## Task instructions:
Omit the pictures from the entries below and retype everything else exactly.

::::::

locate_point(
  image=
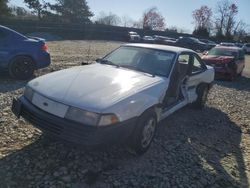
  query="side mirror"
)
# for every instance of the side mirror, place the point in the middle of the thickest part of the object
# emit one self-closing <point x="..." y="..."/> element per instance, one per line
<point x="84" y="63"/>
<point x="205" y="53"/>
<point x="98" y="59"/>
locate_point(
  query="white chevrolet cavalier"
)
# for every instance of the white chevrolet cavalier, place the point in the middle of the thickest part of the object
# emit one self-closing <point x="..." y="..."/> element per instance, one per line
<point x="121" y="97"/>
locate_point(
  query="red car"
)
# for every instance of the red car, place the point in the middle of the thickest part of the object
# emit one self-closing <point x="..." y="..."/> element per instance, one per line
<point x="228" y="62"/>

::::::

## Answer below:
locate_point(
  image=
  query="side mirror"
)
# for every instance of the side mirror, place the point in the middle of the thickest part of the object
# emit one self-closing <point x="..." y="..."/> element per instance, one per line
<point x="84" y="63"/>
<point x="205" y="53"/>
<point x="98" y="59"/>
locate_point(
  query="white chevrolet cavalier"
)
# for every instance of the white chevrolet cavalier, place the point in the middle of the thickest part of the object
# emit one self-closing <point x="..." y="..."/> element per instance, one per line
<point x="121" y="97"/>
locate_point(
  query="red car"
)
# for every instance of the red car, place the point in the middle of the thickest part of the object
# emit one self-closing <point x="..." y="..."/> element per instance, one per line
<point x="228" y="62"/>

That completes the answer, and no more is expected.